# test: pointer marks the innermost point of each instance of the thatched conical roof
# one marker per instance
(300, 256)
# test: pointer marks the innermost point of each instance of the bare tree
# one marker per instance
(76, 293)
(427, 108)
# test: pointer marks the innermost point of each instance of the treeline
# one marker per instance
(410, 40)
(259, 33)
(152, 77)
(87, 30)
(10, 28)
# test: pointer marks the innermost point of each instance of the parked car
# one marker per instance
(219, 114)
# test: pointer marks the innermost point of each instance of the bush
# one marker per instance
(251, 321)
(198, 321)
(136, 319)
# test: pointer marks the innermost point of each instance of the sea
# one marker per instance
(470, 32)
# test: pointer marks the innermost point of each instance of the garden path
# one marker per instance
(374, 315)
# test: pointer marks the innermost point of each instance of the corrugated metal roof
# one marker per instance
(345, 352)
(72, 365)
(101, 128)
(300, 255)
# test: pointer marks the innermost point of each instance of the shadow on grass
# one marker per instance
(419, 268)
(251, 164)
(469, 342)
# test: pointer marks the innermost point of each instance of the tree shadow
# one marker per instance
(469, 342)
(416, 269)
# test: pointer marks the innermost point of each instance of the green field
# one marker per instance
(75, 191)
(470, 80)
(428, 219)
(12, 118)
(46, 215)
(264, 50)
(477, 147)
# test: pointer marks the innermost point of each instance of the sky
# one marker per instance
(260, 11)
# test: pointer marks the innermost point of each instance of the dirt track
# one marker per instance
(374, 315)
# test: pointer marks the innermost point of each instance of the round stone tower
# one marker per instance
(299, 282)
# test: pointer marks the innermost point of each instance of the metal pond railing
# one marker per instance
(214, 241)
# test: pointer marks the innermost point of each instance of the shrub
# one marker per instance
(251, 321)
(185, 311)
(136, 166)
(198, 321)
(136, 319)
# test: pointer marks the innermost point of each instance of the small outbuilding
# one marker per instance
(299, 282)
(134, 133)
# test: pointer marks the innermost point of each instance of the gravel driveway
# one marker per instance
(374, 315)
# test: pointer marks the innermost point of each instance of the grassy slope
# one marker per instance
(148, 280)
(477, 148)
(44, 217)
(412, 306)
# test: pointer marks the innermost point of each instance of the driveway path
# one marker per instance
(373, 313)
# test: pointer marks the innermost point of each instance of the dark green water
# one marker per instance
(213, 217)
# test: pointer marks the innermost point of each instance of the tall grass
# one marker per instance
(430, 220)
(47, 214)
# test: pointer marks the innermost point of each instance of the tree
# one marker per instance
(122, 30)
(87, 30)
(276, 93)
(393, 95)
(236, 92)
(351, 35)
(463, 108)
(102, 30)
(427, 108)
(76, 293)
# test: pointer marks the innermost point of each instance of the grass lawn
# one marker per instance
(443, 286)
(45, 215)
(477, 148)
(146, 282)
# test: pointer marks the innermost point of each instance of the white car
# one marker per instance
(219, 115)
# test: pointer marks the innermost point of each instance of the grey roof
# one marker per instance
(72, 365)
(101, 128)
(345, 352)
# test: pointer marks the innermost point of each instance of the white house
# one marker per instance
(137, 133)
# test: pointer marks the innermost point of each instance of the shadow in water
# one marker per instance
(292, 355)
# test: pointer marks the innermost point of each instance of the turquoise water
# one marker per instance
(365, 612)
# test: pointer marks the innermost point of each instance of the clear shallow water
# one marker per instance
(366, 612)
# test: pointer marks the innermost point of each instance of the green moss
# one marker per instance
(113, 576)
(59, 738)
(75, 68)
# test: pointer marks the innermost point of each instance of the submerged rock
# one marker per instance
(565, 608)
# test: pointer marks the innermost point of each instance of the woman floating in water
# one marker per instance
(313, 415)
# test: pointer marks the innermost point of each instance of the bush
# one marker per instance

_ _ _ _ _ _ _

### Required task
Rewrite the listing from the line with "the submerged rock" (that line included) through the end, keeping every request line unchanged. Multiply each answer coordinate by 0.2 and round it to a whole number, with halves rounded up.

### Complete answer
# test: pointer marks the innermost point of each instance of the submerged rock
# one marker per instance
(113, 122)
# test: pointer marks the innermost point of each instance of the woman floating in water
# one marker per instance
(63, 83)
# test: pointer marks the innermost point of each instance of the bush
# one marker per instance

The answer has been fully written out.